Revise the material below, replacing each occurrence of "a formatted example" with "a sample of the format" and leaving all other text unchanged.
----------------------------------------
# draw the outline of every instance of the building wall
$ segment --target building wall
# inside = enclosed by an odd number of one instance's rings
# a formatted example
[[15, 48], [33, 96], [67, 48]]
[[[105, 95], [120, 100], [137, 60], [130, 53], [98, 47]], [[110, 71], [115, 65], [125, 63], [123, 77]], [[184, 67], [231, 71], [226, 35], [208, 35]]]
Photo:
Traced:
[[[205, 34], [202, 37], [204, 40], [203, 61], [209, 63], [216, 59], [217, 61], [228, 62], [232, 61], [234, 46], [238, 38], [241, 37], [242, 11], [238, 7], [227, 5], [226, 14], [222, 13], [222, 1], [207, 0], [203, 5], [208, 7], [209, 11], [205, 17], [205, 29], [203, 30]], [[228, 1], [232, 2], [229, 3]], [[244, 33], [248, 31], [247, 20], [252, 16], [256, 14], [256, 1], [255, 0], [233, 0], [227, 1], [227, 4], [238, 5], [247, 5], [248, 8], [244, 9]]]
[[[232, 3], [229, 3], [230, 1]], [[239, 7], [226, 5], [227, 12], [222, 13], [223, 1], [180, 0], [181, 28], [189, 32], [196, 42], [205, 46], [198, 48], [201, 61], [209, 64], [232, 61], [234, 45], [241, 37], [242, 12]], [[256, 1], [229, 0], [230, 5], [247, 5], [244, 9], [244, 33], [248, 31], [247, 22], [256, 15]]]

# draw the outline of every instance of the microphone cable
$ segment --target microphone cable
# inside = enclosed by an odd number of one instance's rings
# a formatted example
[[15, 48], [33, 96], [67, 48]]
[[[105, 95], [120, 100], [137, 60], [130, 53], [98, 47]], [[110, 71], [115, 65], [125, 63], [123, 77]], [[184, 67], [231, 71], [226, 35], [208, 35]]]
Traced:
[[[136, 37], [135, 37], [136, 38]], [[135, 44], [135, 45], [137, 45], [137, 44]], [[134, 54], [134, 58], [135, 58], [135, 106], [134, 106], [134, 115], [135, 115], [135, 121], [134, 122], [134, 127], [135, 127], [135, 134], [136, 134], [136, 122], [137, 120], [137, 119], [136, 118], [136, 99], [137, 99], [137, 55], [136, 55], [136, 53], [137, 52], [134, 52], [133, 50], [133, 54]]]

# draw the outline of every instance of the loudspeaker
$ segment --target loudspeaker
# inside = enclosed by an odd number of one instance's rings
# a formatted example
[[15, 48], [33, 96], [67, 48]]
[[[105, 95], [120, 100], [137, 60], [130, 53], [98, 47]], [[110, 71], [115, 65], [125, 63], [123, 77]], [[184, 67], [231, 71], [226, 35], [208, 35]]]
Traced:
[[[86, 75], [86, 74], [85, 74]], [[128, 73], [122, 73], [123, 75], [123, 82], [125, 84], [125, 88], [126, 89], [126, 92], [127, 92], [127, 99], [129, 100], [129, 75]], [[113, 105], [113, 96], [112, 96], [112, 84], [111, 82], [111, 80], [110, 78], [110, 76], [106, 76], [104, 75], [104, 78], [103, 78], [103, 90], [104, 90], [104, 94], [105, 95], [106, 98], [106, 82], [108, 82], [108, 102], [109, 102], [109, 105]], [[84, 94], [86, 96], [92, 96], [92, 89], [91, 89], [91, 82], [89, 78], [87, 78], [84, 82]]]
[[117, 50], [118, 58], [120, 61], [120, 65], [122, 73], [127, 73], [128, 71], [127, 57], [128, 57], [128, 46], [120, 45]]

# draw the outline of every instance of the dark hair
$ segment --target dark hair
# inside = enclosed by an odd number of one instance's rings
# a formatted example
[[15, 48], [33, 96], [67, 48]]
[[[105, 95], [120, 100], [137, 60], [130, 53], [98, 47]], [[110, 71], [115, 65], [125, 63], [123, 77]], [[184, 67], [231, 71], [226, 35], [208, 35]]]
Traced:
----------------------------------------
TASK ANSWER:
# draw the outline of every instance of the building wall
$ segment --target building wall
# inside = enclosed by an odd number of one instance's rings
# a sample of the format
[[15, 48], [33, 96], [67, 48]]
[[[105, 95], [120, 100], [137, 60], [130, 53], [98, 47]], [[110, 71], [115, 65], [125, 63], [123, 77]], [[184, 67], [231, 71], [226, 35], [208, 35]]]
Photo:
Traced:
[[[205, 34], [202, 37], [204, 40], [203, 61], [209, 63], [216, 59], [217, 61], [228, 62], [232, 61], [234, 46], [238, 38], [241, 37], [242, 11], [238, 7], [227, 5], [226, 14], [222, 13], [222, 1], [207, 0], [203, 5], [208, 7], [209, 11], [205, 17], [205, 29], [203, 30]], [[228, 1], [232, 2], [229, 3]], [[244, 33], [248, 31], [247, 20], [252, 16], [256, 14], [256, 1], [255, 0], [233, 0], [227, 1], [227, 4], [238, 5], [247, 5], [248, 8], [244, 9]]]
[[[232, 3], [229, 3], [230, 1]], [[239, 7], [226, 5], [227, 12], [222, 13], [223, 1], [180, 0], [181, 28], [189, 32], [196, 42], [205, 46], [198, 48], [201, 61], [209, 64], [232, 61], [234, 45], [241, 37], [242, 12]], [[256, 1], [229, 0], [230, 5], [247, 5], [244, 9], [244, 33], [248, 31], [247, 22], [256, 15]]]

# draw the outline of every instance of the microphone cable
$ segment --target microphone cable
# inside = enclosed by an odd number of one instance's rings
# a sample of the format
[[15, 48], [33, 96], [67, 48]]
[[[105, 95], [120, 100], [137, 60], [130, 53], [98, 47]], [[110, 71], [115, 65], [125, 63], [123, 77]], [[184, 67], [231, 71], [226, 35], [208, 35]]]
Traced:
[[[136, 37], [135, 37], [136, 38]], [[135, 44], [135, 45], [137, 45], [137, 44]], [[134, 54], [134, 58], [135, 58], [135, 106], [134, 106], [134, 115], [135, 115], [135, 121], [134, 122], [134, 127], [135, 127], [135, 134], [136, 134], [136, 122], [137, 120], [137, 119], [136, 118], [136, 99], [137, 99], [137, 55], [136, 55], [136, 53], [137, 52], [134, 52], [133, 50], [133, 54]]]

# draw the outline of every instance of the loudspeaker
$ segment --target loudspeaker
# inside = enclosed by an odd number of one instance's rings
# a sample of the format
[[15, 48], [33, 96], [67, 48]]
[[[105, 95], [120, 100], [137, 60], [130, 53], [98, 47]], [[110, 71], [115, 65], [125, 63], [123, 77]], [[184, 67], [231, 71], [226, 35], [208, 35]]]
Traced:
[[[86, 75], [86, 74], [85, 74]], [[128, 73], [122, 73], [123, 75], [123, 82], [125, 84], [125, 88], [126, 89], [126, 92], [127, 92], [127, 99], [129, 100], [129, 75]], [[113, 105], [113, 96], [112, 96], [112, 84], [111, 82], [111, 80], [110, 78], [110, 76], [106, 76], [104, 75], [104, 78], [103, 78], [103, 90], [104, 90], [104, 94], [105, 95], [106, 98], [106, 82], [108, 82], [108, 102], [109, 102], [109, 105]], [[84, 94], [86, 96], [92, 96], [92, 89], [91, 89], [91, 82], [89, 78], [87, 78], [84, 82]]]
[[117, 50], [118, 58], [120, 61], [120, 65], [122, 73], [127, 73], [128, 71], [127, 57], [128, 57], [128, 46], [120, 45]]

# draw the outline of every instance of the dark hair
$ segment --target dark hair
# inside = enclosed by an odd number of one instance's rings
# a sample of the format
[[15, 48], [33, 96], [67, 48]]
[[[105, 95], [120, 100], [137, 60], [130, 53], [98, 47]], [[110, 71], [115, 65], [125, 63], [123, 77]], [[184, 67], [231, 71], [226, 35], [208, 35]]]
Traced:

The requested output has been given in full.